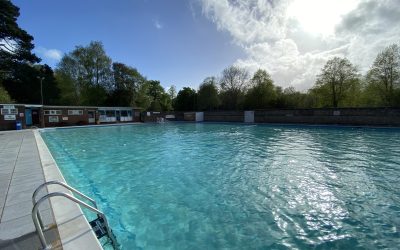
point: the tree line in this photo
(88, 76)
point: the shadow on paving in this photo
(31, 241)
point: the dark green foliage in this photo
(233, 83)
(83, 70)
(384, 75)
(207, 96)
(336, 80)
(127, 82)
(262, 94)
(186, 100)
(24, 86)
(160, 100)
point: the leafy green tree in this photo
(127, 81)
(186, 100)
(15, 43)
(143, 100)
(293, 99)
(207, 96)
(24, 86)
(160, 101)
(233, 83)
(336, 79)
(262, 93)
(384, 75)
(86, 69)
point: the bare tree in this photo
(337, 77)
(233, 83)
(385, 72)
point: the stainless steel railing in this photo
(61, 184)
(39, 223)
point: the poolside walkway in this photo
(20, 173)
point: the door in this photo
(28, 117)
(118, 115)
(91, 116)
(35, 117)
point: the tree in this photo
(15, 43)
(384, 74)
(160, 101)
(127, 82)
(84, 70)
(24, 85)
(336, 79)
(207, 96)
(233, 83)
(186, 100)
(262, 93)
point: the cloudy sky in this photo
(181, 42)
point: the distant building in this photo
(28, 115)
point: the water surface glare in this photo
(231, 186)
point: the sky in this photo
(181, 42)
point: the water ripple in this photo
(213, 186)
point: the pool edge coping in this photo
(73, 227)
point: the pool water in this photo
(232, 186)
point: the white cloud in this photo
(292, 39)
(53, 55)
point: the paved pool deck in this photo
(20, 173)
(25, 163)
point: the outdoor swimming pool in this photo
(232, 186)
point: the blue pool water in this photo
(227, 186)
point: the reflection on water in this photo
(213, 186)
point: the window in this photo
(75, 112)
(9, 111)
(53, 118)
(52, 112)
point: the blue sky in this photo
(181, 42)
(171, 41)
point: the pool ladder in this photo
(99, 225)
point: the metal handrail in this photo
(72, 198)
(61, 184)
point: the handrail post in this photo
(38, 227)
(63, 185)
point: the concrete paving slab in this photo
(22, 225)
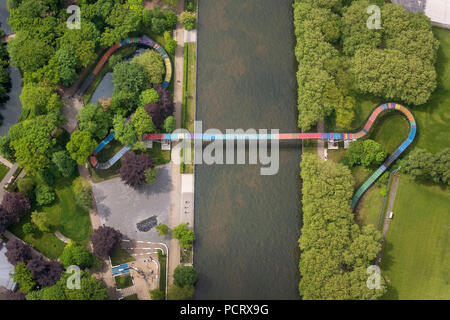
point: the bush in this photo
(26, 186)
(162, 229)
(184, 235)
(184, 276)
(157, 294)
(75, 254)
(83, 193)
(151, 175)
(29, 228)
(44, 195)
(103, 241)
(180, 293)
(189, 20)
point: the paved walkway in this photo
(5, 162)
(321, 143)
(390, 207)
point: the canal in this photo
(247, 225)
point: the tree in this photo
(147, 96)
(14, 295)
(124, 130)
(393, 75)
(184, 276)
(17, 251)
(153, 65)
(41, 220)
(133, 168)
(66, 165)
(367, 153)
(162, 229)
(180, 293)
(157, 294)
(44, 195)
(26, 186)
(142, 122)
(189, 20)
(103, 241)
(93, 119)
(151, 175)
(32, 142)
(130, 76)
(425, 166)
(170, 124)
(46, 273)
(80, 146)
(83, 193)
(75, 254)
(16, 205)
(22, 276)
(184, 235)
(5, 148)
(334, 249)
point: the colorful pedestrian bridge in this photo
(285, 136)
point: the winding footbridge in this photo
(147, 42)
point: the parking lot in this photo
(123, 208)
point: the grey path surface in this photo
(122, 207)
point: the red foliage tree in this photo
(17, 251)
(133, 168)
(103, 241)
(161, 110)
(5, 220)
(46, 273)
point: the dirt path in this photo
(390, 207)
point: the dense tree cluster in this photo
(103, 240)
(425, 166)
(133, 168)
(395, 62)
(45, 272)
(14, 206)
(17, 251)
(335, 250)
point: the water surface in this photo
(247, 225)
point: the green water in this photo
(247, 225)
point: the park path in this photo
(175, 196)
(390, 207)
(320, 142)
(105, 274)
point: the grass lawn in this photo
(45, 242)
(65, 216)
(416, 259)
(123, 282)
(3, 171)
(120, 256)
(159, 156)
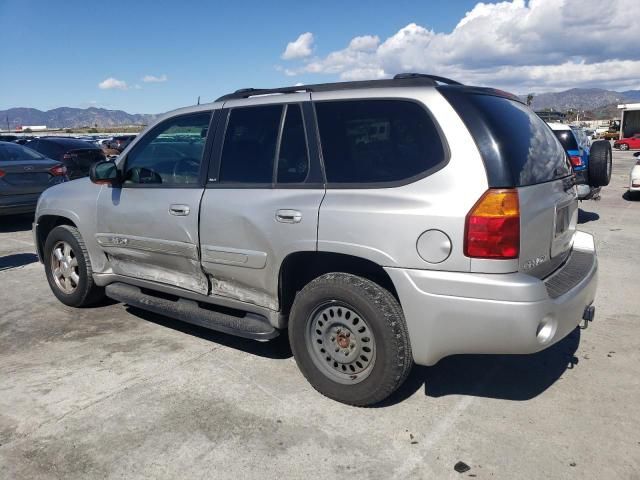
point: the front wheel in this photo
(349, 338)
(68, 268)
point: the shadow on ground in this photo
(506, 377)
(17, 260)
(585, 217)
(277, 349)
(16, 223)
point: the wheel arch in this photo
(45, 224)
(299, 268)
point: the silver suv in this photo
(381, 223)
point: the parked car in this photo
(380, 223)
(24, 175)
(77, 155)
(23, 140)
(634, 176)
(120, 142)
(629, 143)
(591, 163)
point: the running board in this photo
(250, 325)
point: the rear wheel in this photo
(600, 164)
(68, 268)
(349, 338)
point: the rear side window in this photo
(567, 139)
(250, 144)
(517, 146)
(293, 158)
(377, 141)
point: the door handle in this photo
(288, 216)
(179, 210)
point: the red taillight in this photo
(492, 228)
(576, 161)
(58, 170)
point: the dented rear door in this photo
(262, 198)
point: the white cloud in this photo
(300, 48)
(154, 79)
(524, 46)
(112, 83)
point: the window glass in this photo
(250, 144)
(170, 154)
(293, 160)
(14, 152)
(373, 141)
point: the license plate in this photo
(563, 219)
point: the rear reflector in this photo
(492, 228)
(58, 170)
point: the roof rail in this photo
(448, 81)
(402, 80)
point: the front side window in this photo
(171, 154)
(249, 147)
(377, 141)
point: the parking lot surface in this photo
(114, 392)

What you need to do:
Lines from the one containing "point: the license plate in this photo" through the final line of the material should be set down exactly, and no other lines.

Exercise solution:
point: the license plate in this photo
(563, 219)
point: the rear reflector in this photo
(492, 228)
(58, 170)
point: the roof rail in this photo
(448, 81)
(402, 80)
point: the front side window in this photo
(171, 154)
(249, 147)
(377, 141)
point: the parking lot surface in this photo
(114, 392)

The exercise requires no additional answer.